INSTRUCTIONS TO FOLLOW.
Copy out everything from the start of the entries down through the line that contains "129L285 142L256 141L218", keeping each character as it appears.

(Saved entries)
====================
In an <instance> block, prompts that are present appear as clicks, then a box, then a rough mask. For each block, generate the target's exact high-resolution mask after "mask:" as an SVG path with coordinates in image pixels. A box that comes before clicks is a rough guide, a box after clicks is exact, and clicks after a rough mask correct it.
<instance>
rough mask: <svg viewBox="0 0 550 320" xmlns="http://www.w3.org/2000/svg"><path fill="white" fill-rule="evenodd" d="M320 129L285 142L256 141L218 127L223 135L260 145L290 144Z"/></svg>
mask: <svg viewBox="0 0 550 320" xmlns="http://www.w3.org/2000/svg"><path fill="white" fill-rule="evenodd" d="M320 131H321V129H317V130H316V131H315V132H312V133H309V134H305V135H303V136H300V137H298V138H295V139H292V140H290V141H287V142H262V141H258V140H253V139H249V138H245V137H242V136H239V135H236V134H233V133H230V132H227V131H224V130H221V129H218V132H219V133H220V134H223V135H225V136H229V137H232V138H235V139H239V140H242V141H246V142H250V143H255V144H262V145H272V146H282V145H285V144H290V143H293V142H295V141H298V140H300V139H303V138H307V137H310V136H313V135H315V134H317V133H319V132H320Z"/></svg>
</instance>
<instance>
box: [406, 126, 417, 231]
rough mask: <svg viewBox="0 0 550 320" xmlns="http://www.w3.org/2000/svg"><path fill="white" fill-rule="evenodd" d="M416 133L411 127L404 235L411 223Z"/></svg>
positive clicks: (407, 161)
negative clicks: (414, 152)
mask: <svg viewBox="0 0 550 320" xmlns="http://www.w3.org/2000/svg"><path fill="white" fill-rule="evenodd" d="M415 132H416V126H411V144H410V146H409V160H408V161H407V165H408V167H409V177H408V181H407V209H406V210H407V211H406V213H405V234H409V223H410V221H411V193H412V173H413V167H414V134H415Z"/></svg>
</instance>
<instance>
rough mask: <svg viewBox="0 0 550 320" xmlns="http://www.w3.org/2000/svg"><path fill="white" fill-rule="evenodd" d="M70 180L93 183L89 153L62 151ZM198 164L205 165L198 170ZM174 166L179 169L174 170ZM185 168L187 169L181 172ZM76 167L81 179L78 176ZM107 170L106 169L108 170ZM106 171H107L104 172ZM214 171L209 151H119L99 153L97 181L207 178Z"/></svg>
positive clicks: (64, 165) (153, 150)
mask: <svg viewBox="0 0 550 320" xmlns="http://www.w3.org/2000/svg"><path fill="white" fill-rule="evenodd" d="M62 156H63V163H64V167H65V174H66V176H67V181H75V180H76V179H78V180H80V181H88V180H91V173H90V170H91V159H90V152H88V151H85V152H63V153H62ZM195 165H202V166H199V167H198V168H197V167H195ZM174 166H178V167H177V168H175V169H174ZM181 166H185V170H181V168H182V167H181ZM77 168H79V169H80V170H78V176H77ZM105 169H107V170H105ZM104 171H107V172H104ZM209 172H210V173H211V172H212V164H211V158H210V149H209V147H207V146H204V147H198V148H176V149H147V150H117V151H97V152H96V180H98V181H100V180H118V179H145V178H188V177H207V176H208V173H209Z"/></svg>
====================
YOUR SOLUTION.
In an <instance> block, prompts that are present appear as clicks, then a box, then a rough mask. For each block, generate the target's exact high-resolution mask after "mask:" as an SVG path with coordinates in image pixels. A box that comes before clicks is a rough guide, a box after clicks is exact, and clicks after a rough mask correct it.
<instance>
rough mask: <svg viewBox="0 0 550 320" xmlns="http://www.w3.org/2000/svg"><path fill="white" fill-rule="evenodd" d="M320 129L285 142L256 141L218 127L223 135L260 145L290 144Z"/></svg>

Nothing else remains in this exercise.